*WHAT IS BEING ASKED*
Would you set down, character for character, the lines of the items from the line with "[indicate] the grey" up to and including the line with "(1217, 765)"?
## BEGIN GIVEN DATA
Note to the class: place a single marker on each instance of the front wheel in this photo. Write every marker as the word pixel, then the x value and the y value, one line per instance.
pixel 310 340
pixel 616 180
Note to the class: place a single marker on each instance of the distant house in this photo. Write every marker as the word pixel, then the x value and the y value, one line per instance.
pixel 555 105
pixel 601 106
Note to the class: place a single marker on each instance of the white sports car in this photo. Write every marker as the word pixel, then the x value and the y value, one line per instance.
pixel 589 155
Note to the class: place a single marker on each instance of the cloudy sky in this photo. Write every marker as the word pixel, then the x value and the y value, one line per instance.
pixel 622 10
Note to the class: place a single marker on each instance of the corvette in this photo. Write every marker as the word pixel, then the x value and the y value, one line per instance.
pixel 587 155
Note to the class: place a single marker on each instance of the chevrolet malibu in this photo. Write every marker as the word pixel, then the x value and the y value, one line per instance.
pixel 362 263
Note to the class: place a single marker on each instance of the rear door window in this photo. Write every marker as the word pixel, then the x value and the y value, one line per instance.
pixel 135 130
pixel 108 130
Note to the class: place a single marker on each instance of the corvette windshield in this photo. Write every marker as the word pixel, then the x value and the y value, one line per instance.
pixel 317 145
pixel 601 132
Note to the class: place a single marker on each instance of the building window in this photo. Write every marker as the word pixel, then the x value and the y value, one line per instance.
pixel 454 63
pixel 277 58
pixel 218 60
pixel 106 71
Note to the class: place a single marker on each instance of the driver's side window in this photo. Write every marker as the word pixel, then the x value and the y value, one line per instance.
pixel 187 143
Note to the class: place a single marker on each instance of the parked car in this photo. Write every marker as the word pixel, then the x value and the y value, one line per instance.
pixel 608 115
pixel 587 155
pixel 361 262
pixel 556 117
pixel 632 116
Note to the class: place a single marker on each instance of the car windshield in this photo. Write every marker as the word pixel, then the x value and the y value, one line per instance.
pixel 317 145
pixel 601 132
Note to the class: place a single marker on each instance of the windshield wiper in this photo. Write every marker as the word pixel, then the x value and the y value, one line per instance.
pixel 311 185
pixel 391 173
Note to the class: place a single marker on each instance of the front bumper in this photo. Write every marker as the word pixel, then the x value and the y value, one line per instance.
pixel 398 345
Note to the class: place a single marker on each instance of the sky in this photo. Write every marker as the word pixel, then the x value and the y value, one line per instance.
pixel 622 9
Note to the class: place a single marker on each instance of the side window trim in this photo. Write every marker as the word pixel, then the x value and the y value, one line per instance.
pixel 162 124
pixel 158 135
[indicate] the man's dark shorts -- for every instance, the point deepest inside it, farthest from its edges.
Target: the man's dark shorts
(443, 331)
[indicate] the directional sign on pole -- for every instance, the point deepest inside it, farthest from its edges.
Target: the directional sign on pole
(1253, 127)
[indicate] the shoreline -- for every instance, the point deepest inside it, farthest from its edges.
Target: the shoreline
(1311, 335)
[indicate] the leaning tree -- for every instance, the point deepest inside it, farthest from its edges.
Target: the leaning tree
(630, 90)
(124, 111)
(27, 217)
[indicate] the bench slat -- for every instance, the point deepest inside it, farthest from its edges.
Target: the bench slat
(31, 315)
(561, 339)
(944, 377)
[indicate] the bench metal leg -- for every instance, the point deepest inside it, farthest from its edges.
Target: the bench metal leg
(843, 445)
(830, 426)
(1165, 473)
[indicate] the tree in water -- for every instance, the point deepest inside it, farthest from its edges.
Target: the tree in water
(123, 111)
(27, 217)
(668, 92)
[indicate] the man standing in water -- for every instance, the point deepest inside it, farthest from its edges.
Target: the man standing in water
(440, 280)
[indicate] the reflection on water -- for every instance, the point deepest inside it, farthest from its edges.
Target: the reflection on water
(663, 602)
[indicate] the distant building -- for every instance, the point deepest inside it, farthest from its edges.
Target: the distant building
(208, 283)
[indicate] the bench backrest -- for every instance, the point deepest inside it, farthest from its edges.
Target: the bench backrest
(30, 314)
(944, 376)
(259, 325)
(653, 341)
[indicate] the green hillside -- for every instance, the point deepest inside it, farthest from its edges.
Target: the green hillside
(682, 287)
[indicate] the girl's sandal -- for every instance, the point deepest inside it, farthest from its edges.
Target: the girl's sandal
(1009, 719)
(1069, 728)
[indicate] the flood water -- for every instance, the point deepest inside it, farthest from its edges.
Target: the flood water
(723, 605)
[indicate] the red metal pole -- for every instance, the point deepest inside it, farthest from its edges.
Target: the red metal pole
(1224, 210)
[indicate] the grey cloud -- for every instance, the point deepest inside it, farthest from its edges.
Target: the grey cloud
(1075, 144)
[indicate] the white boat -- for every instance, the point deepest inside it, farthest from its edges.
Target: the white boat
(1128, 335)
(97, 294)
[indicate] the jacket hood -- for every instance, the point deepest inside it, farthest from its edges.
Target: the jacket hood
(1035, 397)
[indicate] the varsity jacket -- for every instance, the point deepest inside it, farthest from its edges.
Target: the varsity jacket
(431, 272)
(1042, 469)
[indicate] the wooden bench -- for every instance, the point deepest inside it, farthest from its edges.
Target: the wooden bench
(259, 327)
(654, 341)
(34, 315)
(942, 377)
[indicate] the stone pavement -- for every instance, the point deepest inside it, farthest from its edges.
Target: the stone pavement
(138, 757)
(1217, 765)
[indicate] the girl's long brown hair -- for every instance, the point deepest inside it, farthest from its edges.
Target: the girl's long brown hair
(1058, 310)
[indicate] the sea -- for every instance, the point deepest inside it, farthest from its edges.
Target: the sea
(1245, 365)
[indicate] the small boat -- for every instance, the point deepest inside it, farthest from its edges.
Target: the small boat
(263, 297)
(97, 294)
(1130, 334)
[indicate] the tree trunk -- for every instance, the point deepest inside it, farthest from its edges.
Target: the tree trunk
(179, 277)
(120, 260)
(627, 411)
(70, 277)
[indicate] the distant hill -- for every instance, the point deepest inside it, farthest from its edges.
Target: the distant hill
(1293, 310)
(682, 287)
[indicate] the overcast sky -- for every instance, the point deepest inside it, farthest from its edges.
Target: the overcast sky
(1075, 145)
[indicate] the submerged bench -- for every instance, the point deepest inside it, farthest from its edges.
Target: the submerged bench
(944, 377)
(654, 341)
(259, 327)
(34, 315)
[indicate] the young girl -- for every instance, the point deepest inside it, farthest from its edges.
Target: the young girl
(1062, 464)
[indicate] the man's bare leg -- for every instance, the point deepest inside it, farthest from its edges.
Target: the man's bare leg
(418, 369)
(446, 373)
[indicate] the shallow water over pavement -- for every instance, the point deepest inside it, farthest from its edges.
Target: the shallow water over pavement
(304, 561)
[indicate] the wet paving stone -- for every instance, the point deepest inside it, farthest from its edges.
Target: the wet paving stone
## END GIVEN DATA
## BEGIN GIVEN DATA
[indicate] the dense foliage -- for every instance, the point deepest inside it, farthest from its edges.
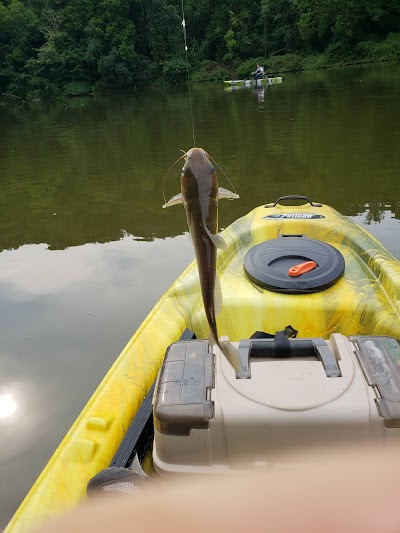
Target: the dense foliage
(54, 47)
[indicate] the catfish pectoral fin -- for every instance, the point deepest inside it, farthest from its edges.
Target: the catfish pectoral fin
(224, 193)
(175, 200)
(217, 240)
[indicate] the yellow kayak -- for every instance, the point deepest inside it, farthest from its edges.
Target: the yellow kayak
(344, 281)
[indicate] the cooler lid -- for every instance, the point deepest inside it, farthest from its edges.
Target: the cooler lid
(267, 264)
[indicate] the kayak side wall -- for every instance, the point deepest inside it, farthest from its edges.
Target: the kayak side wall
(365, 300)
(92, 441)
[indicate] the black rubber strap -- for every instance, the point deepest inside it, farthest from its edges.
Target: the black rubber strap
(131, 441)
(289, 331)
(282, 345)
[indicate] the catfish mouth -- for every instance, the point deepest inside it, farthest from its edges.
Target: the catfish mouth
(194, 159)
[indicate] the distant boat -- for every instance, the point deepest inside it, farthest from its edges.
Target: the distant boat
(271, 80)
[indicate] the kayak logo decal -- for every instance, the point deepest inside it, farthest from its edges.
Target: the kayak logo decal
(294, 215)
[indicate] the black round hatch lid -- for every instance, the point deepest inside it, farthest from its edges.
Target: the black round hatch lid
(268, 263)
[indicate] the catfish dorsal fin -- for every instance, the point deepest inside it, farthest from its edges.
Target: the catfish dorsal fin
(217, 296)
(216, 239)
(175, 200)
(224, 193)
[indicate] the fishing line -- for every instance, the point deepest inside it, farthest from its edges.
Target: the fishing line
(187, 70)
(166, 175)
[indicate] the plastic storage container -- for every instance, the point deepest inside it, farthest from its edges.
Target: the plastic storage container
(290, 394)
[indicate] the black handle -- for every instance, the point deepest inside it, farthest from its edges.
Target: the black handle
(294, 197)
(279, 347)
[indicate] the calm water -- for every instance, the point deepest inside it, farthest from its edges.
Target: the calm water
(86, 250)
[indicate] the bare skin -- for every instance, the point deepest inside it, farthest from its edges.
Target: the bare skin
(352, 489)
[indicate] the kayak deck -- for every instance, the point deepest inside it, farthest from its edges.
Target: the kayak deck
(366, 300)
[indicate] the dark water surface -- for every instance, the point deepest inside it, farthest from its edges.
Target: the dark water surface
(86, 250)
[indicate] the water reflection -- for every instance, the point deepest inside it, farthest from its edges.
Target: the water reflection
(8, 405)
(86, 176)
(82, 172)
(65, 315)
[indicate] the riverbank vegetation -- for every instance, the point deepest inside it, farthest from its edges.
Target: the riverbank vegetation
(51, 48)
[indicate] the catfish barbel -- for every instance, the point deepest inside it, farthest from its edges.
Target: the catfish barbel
## END GIVEN DATA
*ANSWER IN FULL*
[indicate] the grey cloud -- for every instance, the point deepest inside it, farthest from its edges.
Target: the grey cloud
(1075, 144)
[indicate] the white boat -- for every instance, the point deepest inside it, farthest from its edges.
Target: the white boat
(1128, 335)
(97, 294)
[indicate] the jacket hood -- for every instance, the point deepest inside it, farthest from its edges.
Target: the jacket hood
(1035, 397)
[indicate] the varsity jacket -- for every instance, the point deepest inside it, farthest from its edges.
Target: the varsity jacket
(431, 272)
(1042, 469)
[indicate] the wooden bench -- for every instance, the point deepest inside it, farthest from its edges.
Target: the wooden bench
(259, 327)
(654, 341)
(34, 315)
(942, 377)
[indicate] the stone pavement -- for every instance, the point deepest inside it, farthest from its edges.
Target: the stone pavement
(138, 757)
(1217, 765)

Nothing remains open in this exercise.